Text block:
# # # # #

A preliminary total of 4,679 fatal work injuries were re- corded in 2014, an increase of 2 percent over the final count of 4,585 fatalities in 2013 — and the highest since 2008, according to the Census of Fatal Occupational Injuries (CFOI) conducted by the U.S. Bureau of Labor Statistics. Final data for 2014 won’t be released until later this spring.

Work-related fatalities in Oregon increased by 20 over that same time period — from 49 in 2013 to 69 in 2014. Two categories accounted for over half of the deaths; 29 resulted from transportation incidents and 13 from contact with objects and equipment.

Fatal occupational injuries in Oregon have ranged from a high of 88 in 1992, to a low of 43 in 2012.

Nationally, increases in job-related deaths were highest among older employees, contract workers, and the self-employed. The number of workers 55 years and over who were killed in 2014 increased 9 percent to 1,621, the highest ever recorded by the U.S. Bureau of Labor Statistics’ census, which started in 1992.

Rebecca Reindel, a safety and health specialist with the national AFL-CIO, told FairWarning Reports that the bulk of the increase in the older worker category came among people age 65 and up.

“We have people working longer now than they have in the past, and older workers can be at great risk for safety and health hazards,” Reindel said. “Too often employers want the worker to adapt to the process rather than designing a process to adapt to the worker. And, in an aging work force, those problems become more prominent.”

Contract workers accounted for 17 percent of all job-related deaths in 2014, rising 6 percent to 797. Fatal injuries to self-employed workers rose 10 percent  to 1,047.

Women killed on the job rose 13 percent to 359. Even with this increase, women accounted for only 8 percent of all job-related deaths in 2014.

Fatal work injuries among men were higher at 4,320.

Out of 4,251 worker fatalities in private industry in 2014, 874 —or 20.5 percent—were in construction. The leading causes were falls (349), electrocutions (74), struck by object (73), and caught-in/between (12). These “Fatal Four” were responsible for 58.1 percent of construction casualties in 2014, BLS reports.

# # # # #

Data listing:
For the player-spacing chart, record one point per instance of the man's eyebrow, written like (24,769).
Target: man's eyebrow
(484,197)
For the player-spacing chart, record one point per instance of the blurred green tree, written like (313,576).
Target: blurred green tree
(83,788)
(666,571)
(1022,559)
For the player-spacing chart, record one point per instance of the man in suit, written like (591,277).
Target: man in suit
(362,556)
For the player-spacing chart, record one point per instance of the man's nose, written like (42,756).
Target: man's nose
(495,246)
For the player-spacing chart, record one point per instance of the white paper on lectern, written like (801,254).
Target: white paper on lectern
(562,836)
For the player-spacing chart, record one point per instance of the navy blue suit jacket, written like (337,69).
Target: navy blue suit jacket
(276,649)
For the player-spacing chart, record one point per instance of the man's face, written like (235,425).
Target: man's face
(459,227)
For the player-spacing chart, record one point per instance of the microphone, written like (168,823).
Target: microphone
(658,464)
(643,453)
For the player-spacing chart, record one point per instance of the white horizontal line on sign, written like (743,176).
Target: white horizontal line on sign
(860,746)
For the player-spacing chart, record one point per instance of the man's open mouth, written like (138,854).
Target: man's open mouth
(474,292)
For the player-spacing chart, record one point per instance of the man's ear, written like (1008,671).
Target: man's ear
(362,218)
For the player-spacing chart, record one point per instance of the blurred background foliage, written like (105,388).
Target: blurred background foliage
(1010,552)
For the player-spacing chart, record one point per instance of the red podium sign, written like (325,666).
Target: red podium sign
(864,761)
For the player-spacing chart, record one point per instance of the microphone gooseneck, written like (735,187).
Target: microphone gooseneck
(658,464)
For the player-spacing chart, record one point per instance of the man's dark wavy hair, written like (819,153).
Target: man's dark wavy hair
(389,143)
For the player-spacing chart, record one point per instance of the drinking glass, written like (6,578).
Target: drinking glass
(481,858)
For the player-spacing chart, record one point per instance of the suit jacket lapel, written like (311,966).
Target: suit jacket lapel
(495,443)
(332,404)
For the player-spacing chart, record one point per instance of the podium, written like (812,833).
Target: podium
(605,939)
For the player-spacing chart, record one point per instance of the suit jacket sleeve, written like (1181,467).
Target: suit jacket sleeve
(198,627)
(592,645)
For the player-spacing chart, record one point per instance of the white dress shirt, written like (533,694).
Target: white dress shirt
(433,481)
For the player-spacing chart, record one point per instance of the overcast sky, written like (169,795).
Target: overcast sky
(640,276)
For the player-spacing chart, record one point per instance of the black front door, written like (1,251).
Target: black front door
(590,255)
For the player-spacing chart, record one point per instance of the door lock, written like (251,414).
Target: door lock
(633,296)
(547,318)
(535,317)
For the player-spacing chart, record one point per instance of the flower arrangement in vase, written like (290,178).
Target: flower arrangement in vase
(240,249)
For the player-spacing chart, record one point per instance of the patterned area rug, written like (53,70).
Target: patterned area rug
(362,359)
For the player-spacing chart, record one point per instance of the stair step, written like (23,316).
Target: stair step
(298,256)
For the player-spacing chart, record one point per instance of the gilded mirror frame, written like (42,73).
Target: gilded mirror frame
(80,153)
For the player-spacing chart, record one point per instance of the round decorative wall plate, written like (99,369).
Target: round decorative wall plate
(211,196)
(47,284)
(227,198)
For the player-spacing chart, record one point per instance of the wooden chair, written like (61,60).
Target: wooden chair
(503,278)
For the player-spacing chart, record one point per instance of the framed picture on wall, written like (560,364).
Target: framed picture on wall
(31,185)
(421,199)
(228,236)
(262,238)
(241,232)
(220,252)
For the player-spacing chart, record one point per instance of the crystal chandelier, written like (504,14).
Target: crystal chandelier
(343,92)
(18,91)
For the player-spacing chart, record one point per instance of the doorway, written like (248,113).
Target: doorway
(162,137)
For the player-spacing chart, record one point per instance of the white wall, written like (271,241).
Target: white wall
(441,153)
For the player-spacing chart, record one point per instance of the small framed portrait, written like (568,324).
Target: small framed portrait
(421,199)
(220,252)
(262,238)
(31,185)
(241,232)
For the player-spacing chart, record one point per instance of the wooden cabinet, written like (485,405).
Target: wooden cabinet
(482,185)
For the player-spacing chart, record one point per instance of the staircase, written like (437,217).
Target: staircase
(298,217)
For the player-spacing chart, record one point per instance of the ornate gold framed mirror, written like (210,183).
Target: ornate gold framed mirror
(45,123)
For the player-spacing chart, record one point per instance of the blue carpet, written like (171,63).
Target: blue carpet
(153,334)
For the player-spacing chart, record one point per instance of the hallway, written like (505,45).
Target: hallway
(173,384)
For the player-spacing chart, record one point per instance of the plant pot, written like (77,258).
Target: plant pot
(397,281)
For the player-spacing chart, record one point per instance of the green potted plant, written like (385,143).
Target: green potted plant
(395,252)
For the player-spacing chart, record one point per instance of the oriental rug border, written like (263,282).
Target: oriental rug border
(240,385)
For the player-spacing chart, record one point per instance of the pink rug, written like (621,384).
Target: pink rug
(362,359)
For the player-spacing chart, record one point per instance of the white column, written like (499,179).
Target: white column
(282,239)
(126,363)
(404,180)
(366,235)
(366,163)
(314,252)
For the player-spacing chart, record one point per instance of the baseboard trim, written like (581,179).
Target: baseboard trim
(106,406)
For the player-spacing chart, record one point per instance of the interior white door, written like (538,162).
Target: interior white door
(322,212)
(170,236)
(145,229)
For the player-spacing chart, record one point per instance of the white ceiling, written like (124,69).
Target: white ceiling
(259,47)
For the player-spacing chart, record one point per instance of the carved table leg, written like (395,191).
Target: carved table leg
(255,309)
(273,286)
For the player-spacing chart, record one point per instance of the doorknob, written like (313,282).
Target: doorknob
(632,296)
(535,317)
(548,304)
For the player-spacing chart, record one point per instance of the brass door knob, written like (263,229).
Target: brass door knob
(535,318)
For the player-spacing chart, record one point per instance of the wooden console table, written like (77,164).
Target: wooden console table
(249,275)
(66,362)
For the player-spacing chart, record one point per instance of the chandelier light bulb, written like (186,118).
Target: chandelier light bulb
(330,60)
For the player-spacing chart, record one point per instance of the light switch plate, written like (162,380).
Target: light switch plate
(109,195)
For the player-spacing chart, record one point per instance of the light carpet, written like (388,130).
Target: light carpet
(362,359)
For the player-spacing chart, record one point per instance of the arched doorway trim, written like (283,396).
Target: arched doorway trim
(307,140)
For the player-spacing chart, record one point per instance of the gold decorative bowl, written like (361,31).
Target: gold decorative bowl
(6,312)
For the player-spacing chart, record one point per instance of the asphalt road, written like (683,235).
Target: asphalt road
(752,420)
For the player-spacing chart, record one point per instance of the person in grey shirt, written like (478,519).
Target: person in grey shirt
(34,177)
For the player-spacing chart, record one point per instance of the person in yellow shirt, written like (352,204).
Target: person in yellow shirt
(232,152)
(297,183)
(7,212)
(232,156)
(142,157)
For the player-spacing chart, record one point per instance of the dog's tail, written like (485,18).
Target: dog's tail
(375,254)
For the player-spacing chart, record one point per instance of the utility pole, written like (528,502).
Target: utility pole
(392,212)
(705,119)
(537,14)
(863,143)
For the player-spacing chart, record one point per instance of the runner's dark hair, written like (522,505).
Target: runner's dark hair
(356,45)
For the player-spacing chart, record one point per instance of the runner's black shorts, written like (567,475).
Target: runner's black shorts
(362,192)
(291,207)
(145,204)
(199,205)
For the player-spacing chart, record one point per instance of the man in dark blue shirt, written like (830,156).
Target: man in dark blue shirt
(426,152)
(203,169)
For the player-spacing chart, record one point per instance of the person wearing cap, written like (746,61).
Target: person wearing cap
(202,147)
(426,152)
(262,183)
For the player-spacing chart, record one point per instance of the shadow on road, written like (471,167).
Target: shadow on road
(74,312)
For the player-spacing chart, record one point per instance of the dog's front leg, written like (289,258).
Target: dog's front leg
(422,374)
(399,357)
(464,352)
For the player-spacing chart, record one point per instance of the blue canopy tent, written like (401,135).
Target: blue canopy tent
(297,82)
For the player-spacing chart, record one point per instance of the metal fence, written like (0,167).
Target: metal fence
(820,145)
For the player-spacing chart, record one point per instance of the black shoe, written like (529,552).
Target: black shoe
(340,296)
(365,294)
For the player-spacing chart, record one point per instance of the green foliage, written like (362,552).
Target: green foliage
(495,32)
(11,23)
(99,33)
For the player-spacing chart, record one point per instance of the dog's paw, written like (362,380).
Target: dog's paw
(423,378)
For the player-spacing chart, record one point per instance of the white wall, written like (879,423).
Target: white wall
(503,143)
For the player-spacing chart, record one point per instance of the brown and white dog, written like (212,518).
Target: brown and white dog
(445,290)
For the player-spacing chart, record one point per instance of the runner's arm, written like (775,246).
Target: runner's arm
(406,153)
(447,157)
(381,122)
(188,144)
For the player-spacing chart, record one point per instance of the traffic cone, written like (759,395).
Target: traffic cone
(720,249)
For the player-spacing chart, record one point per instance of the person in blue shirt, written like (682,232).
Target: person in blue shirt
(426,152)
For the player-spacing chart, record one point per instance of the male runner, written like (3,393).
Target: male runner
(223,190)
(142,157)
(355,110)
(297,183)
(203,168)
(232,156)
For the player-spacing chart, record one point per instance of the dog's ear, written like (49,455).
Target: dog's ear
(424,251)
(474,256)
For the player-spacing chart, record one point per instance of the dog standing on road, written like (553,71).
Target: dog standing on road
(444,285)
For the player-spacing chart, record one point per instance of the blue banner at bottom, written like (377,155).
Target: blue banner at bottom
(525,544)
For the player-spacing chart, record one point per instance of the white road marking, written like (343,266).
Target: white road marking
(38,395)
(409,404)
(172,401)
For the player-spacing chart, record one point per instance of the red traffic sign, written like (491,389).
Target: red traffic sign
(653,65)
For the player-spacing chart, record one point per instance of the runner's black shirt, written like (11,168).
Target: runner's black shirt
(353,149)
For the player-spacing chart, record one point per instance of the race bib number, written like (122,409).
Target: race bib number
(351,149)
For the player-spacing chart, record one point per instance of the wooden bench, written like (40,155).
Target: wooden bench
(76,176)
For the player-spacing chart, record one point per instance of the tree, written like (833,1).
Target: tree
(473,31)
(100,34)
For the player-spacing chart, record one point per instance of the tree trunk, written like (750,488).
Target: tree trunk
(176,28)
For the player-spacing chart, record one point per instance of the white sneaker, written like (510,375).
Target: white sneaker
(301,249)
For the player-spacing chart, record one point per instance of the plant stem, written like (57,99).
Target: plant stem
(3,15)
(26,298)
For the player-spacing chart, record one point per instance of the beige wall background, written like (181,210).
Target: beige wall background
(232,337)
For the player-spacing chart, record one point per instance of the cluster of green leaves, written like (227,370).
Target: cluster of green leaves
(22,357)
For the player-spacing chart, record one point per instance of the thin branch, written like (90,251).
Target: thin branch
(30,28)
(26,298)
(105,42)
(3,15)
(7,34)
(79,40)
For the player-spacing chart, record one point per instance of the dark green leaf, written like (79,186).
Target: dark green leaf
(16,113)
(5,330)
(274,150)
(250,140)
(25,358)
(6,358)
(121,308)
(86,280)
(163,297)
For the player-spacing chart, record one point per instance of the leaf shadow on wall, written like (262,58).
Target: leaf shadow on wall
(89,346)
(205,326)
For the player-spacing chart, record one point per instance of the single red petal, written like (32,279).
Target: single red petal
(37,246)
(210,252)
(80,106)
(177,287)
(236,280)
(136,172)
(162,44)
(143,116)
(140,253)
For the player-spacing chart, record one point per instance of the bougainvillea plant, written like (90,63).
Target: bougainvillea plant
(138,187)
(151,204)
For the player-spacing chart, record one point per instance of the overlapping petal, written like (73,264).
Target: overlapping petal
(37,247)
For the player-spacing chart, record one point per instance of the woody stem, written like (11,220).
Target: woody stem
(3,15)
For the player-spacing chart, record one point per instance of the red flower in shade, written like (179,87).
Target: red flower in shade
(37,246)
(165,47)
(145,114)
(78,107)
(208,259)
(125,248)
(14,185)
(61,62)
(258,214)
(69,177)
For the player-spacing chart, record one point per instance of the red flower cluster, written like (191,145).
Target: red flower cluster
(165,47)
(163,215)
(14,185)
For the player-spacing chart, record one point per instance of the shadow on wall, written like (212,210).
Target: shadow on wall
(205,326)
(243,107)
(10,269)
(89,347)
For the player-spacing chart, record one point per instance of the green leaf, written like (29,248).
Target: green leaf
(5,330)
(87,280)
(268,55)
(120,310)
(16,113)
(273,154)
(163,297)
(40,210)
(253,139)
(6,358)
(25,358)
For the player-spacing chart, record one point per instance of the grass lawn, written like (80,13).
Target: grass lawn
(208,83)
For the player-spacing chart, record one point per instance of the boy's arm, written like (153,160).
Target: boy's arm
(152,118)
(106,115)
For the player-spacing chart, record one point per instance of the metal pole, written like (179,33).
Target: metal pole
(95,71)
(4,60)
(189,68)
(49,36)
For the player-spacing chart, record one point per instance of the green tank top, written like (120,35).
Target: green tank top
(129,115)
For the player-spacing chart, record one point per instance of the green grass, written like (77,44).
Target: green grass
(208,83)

# # # # #

What is being asked: Copy out the part of the text on workplace deaths that opens with the words "Work-related fatalities in" and closes with "started in 1992.", substituting "roadway crashes" for "transportation incidents".

Completed exercise:
Work-related fatalities in Oregon increased by 20 over that same time period — from 49 in 2013 to 69 in 2014. Two categories accounted for over half of the deaths; 29 resulted from roadway crashes and 13 from contact with objects and equipment.

Fatal occupational injuries in Oregon have ranged from a high of 88 in 1992, to a low of 43 in 2012.

Nationally, increases in job-related deaths were highest among older employees, contract workers, and the self-employed. The number of workers 55 years and over who were killed in 2014 increased 9 percent to 1,621, the highest ever recorded by the U.S. Bureau of Labor Statistics’ census, which started in 1992.